**ИНСТРУКЦИИ К УПРАЖНЕНИЮ:**
A) Объясните одним–тремя предложениями, почему, по мнению Тынянова в заметках о нем, нельзя писать об «историческом романе» как таковом.
B) Подхватите заметки о Тынянове и продолжите их после последней приведенной фразы.

**ФРАГМЕНТ ДОКУМЕНТА:**
▬▬▬▬▬▬▬▬▬▬
Юр. Ник. Тынянов передавал свой разговор с Асеевым. Асеев сказал: «Мне надоело благополучие у Маяковского. Я решил писать неблагополучные стихи». Тынянов усматривает в этом авторском признании комментарий к эротической теме. Эротика стала существеннейшим стержнем литературы прежде всего как тема неблагополучная.

______

Позиция крайнего историзма дает сейчас Тынянову возможность расщеплять понятие жанра. «Нельзя писать об „историческом романе“. Исторический роман Толстого мы объясним тогда, когда сопоставим его с отнюдь не историческими романами той же эпохи, а не с историческим романом Загоскина».

Тынянов говорит: «Мне нравится „Третья фабрика“ потому, что я ее читаю ртом Шкловского». И еще: «Было бы лучше (логичнее), если бы Шкловский выпускал ее отдельными фразами… Самое лучшее там — несколько фраз: золотообрезанный Абрам Эфрос, выродившаяся мебель Бодуэна де Куртенэ и проч…»
▬▬▬▬▬▬▬▬▬▬
**ПРЕДОСТАВЛЕННЫЙ МАТЕРИАЛ:**

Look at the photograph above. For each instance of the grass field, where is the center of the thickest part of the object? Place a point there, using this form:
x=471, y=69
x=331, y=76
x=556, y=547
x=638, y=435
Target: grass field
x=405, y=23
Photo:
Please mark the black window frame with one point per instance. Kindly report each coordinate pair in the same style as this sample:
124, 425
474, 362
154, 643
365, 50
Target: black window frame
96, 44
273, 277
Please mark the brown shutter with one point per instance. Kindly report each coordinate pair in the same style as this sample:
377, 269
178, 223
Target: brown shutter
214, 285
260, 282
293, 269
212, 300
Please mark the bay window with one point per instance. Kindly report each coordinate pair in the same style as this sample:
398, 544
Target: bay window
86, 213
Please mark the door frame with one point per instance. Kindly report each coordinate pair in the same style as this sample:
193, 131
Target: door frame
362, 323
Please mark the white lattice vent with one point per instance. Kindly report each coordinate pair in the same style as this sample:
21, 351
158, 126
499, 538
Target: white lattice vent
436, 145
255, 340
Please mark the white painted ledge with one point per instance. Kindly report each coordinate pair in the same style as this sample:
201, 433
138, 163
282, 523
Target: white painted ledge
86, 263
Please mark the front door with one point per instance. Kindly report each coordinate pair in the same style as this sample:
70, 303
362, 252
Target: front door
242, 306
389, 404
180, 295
▬▬▬▬▬▬▬▬▬▬
**ОТВЕТЫ ПО ПОРЯДКУ:**
A) Тынянов считает, что исторический роман Толстого объясняется сопоставлением с отнюдь не историческими романами той же эпохи, а не с историческим романом Загоскина. Поэтому жанр «исторического романа» нельзя рассматривать как единое целое. Это разделение понятия жанра ему позволяет позиция крайнего историзма.

B)
Сегодня — забавное воскресное заседание. Пожаловал Шкловский, а с ним буйные староопоязовские традиции. Председательствовавший Тынянов взобрался на стол. Шкловский кричал ему: «Юрий Николаевич, ты председатель? Так не сиди на столе, а то вернется Жирмунский — что он скажет?»

Гуковский в свое время разругался с Тыняновым, сегодня на заседании со Шкловским.

Речь идет о каком-то приеме у Толстого.

Шкловский: — Вы очень смело говорите…

Гуковский: — Да, не менее смело, чем вы.

Шкловский: — Вот видите, мы оба очень смелы, а Толстой был значительно менее смел, чем мы с вами.

Гуковский: — И хорошо делал… Меня несколько удивляет тот метод прений, который применяется сегодня.

Шкловский: — Это наш метод! Мы его применяем десять лет и применяли тогда, когда вы еще не занимались такими вещами.

Гуковский (вежливо): — Это еще не значит, что этот метод хорош.

Шкловский: — Вы должны его понять, если хотите работать с нами, — понять, как последователь Бориса Михайловича.

Гуковский (еще вежливее): — Я не последователь Бориса Михайловича.

На этом месте Борис Михайлович нежно улыбается.

______

Вчера в «Группе» был разговор о смерти Д. К. Петрова. Тынянов сказал: «Подумайте, этот человек умер от меланхолии! Что же нам тогда сказать? Нам остается умереть от приступа безудержного веселья».

Вид у Юрия Николаевича, кстати сказать, самый мрачный.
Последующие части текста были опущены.